ВЫБРАННЫЙ ФРАГМЕНТ.
*-*-*

Зрителей и читателей интервью он ошарашивает: «Из всех искусств для нас важнейшим является снобизм». Выходя из зала после концерта Пуленка, щедро оценивает французского классика: «В некоторых местах достигает прямо-таки уровня Морриконе». Язвительно-реактивное остроумие, почти всегда связанное с изощренной двусмысленностью, для композитора Леонида Десятникова — не результат усилий, а органическая особенность. Причем остроумие в данном случае происходит не от каких-то особых анатомических свойств языка, что нередко случается, а этимологически прямо — от необычайно острого, проникновенного, аналитичного ума.

Неудивительно, что для светской публики Десятников — прежде всего VIP. Предмет мечтаний для интервьюера. Говорит не складно, а прямо филигранно. Таковы и его нотные тексты. В них тоже присутствует как своего рода дендизм, так и многое из того, что таится за расплывчатым, многозначительным, но незаменимым словосочетанием «романтическая ирония».
Эффект, совершенно естественно производимый Десятниковым, на выезде в Первопрестольную усиливается многократно, потому что он идеально соответствует идеальному образу петербуржца.
Он обладает всеми мифологическими качествами жителя северной столицы, которые по разным причинам почти утрачены аборигенным населением: столичная, светская элегантность; необоримое тяготение к декадансу; тончайшее чувство юмора, а значит — меры; наконец, пушкинско-стравинский неоклассицизм при всей привязанности к неустойчивому и ироничному отношению к миру, заимствованному у романтиков.
Элегантность — ибо ничто так не противоположно музыке Десятникова, как идеологически выдержанная музыка, написанная неряшливо (в таких случаях говорят — ногами).
Декаданс — ибо трудно сегодня, занимаясь тем, что принято называть классической музыкой, не ощущать, как стремительно мутнеют стекла вечности, и не улавливать тленности прекрасного.
Неоклассическая уравновешенность — потому что субъективное самовыражение достало, и наш герой, весь совсем посюсторонний, противостоит всякому профанному высказыванию.
Забавно, что специальная петербургская премия для мастеров искусств (а у Десятникова есть и Государственная, полученная вместе с коллективом, осуществившим постановку «Ревизора» в Александринском театре) была вручена композитору именно за музыку к фильму под названием «Москва». Телегенический образец петербуржца 1970–2005, Десятников воспел не воспел, но, как никто другой в русской музыке, выразил дух нынешней Москвы.
Может показаться парадоксом то обстоятельство, что родился он и вырос в городе Харькове, тогда — Украинской ССР. Но никакого парадокса здесь нет. Харьков — второй по размерам и значимости город Украины, город с огромными культурными традициями и с почти петербургскими амбициями. Несколько послереволюционных лет Харьков существовал уж совсем по-петербуржски — как новая столица. И главное — весь строй жизни какой-то родственный — от почти монферрановски гигантского Госпрома до неизбывности провинциальной.

*-*-*

ЗАПИСИ НАБОРА ДАННЫХ.
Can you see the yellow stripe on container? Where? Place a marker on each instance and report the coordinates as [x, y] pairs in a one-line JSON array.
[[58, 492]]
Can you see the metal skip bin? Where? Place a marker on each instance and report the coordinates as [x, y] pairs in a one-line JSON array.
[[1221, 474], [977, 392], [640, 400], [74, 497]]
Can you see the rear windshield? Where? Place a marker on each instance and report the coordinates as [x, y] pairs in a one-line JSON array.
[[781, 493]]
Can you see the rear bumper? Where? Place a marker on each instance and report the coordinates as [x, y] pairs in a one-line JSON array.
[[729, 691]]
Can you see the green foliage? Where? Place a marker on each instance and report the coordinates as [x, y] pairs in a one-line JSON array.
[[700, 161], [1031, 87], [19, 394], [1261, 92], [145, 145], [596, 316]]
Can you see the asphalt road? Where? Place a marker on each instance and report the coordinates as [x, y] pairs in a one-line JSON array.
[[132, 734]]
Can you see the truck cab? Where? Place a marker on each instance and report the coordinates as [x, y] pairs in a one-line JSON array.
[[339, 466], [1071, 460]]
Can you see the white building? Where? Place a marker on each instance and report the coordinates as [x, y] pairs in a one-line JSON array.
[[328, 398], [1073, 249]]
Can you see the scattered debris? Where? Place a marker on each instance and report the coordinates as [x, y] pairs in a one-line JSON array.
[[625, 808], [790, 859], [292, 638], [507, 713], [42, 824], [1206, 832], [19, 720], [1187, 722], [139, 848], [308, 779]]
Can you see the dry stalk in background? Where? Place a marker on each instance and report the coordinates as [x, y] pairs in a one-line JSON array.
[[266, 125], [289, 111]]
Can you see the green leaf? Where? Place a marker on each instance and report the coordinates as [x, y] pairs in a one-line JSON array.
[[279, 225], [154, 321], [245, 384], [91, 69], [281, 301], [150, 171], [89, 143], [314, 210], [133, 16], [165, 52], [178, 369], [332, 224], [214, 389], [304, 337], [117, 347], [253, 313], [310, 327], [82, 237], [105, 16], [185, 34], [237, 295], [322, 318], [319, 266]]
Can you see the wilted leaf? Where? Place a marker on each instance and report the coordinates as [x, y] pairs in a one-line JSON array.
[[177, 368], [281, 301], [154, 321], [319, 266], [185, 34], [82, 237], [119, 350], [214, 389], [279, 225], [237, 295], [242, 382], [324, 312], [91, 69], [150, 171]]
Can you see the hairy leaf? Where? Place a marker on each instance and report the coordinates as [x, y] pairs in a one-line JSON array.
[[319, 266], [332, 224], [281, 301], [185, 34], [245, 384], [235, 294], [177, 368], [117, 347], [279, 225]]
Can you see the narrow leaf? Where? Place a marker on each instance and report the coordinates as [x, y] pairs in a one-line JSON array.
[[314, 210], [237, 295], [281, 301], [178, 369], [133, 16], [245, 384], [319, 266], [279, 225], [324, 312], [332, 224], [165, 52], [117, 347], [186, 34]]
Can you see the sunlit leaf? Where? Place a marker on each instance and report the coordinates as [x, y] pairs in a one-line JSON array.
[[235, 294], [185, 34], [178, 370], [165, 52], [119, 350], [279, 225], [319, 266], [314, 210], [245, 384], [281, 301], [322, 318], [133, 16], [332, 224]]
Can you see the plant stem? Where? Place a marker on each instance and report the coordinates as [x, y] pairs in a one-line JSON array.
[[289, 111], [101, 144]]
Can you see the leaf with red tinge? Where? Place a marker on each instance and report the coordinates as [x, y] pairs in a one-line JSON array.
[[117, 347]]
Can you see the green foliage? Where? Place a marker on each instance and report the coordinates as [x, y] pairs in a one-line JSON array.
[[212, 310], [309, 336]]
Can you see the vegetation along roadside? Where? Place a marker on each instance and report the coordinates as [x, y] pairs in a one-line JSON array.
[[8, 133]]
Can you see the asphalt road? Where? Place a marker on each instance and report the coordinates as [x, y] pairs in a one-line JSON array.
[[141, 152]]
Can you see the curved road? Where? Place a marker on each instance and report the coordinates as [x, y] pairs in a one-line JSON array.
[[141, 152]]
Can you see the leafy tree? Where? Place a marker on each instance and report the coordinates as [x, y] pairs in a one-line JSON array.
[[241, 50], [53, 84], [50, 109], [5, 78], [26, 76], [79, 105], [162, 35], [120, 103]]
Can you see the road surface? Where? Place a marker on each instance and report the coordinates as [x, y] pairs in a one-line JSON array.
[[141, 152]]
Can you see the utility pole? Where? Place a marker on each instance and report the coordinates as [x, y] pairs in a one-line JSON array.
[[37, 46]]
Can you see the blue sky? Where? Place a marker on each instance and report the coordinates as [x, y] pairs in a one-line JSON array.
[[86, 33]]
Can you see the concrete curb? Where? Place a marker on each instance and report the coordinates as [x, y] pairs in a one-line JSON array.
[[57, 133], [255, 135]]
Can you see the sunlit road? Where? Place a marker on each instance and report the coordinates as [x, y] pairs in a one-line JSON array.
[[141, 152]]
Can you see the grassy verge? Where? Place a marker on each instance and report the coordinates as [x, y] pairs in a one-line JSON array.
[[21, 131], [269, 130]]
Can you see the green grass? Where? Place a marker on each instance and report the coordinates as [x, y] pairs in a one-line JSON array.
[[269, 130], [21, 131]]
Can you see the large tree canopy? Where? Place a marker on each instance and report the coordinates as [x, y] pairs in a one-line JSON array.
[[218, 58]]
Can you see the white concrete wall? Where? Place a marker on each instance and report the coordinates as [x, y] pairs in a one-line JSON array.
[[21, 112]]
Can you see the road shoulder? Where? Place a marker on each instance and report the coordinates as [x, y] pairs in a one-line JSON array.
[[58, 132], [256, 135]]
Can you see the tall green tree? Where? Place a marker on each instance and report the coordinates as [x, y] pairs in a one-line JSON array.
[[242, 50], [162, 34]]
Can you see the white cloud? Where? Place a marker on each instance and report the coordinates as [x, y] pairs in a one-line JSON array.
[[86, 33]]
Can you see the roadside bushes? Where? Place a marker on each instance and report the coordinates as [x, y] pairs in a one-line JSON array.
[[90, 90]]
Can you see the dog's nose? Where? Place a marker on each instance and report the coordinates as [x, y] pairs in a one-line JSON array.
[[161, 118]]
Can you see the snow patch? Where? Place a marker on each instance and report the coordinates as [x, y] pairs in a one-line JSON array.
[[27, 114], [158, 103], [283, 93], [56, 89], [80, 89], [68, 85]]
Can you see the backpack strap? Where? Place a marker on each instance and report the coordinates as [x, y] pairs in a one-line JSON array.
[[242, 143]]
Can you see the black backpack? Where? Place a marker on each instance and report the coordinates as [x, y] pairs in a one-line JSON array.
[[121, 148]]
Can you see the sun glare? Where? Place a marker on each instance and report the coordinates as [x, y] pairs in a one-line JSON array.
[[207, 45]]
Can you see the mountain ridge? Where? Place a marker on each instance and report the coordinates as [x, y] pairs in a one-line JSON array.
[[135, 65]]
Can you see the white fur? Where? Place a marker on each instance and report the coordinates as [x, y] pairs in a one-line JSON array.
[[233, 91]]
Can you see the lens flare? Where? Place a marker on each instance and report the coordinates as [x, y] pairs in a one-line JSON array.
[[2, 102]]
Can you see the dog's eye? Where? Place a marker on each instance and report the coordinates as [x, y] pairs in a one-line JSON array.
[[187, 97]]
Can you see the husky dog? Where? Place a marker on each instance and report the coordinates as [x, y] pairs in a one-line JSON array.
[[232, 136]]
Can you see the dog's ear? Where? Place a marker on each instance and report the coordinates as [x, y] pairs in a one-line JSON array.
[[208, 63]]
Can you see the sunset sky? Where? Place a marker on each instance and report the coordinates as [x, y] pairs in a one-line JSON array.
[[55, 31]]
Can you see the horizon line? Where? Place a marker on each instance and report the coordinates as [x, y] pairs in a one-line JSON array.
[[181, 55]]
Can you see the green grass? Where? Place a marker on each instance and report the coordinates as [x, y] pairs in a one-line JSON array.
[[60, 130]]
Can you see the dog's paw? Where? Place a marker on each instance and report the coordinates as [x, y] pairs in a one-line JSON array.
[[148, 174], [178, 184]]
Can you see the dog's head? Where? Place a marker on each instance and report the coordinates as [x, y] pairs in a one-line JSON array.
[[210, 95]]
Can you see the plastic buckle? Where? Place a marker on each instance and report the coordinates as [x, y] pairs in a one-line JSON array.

*-*-*

ЧТО ТРЕБУЕТСЯ. Продолжите текст о композиторе Леониде Десятникове, начиная сразу после его последнего предложения.

РЕЗУЛЬТАТ ВЫПОЛНЕНИЯ.
И еще — здесь, в украинском городе, где все говорили по-русски (разве что крестьянка в валенках и сером платке вдруг заохает на рынке по-украински или в троллейбусе старики разболтаются на идиш, но это до середины 1970-х), особенно ощутима амбивалентность оппозиции «свое-чужое», ставшая одной из магистральных десятниковских тем.
Он был одним из детей англоманского поколения, немыслимого без «Алисы в Стране чудес» и «Винни-Пуха». Разница между учениками ленинградской и харьковской музыкальной десятилетки заключается в том, что первый Винни-Пух в жизни композитора говорил на украинском языке (на русском купить было практически невозможно) и всем известная надпись на домике первоначально стала известна ему в виде «Стороннiм в.». После уж выяснится, что такое органическое двуязычие не может не сказаться на авторской стилистике.
Когда речь заходит о какой-то особо тесной связи автора (автора любого, некоего композитора вообще) с литературным текстом, всегда есть основания для подозрений. Как правило, речь идет о том, что композитор пишет много вокальной музыки (сегодня, как правило, за неимением композиционных идей). Или имеется в виду литературность — то есть музыка является формой изложения-изображения неких идей, которые могли бы быть без особых потерь изложены словесно.
Не то здесь. И дело даже не в фантастически отточенном, малейшие нюансы ощущающем чувстве языка. Вся музыка Десятникова осмыслена огромным пространством русской литературы.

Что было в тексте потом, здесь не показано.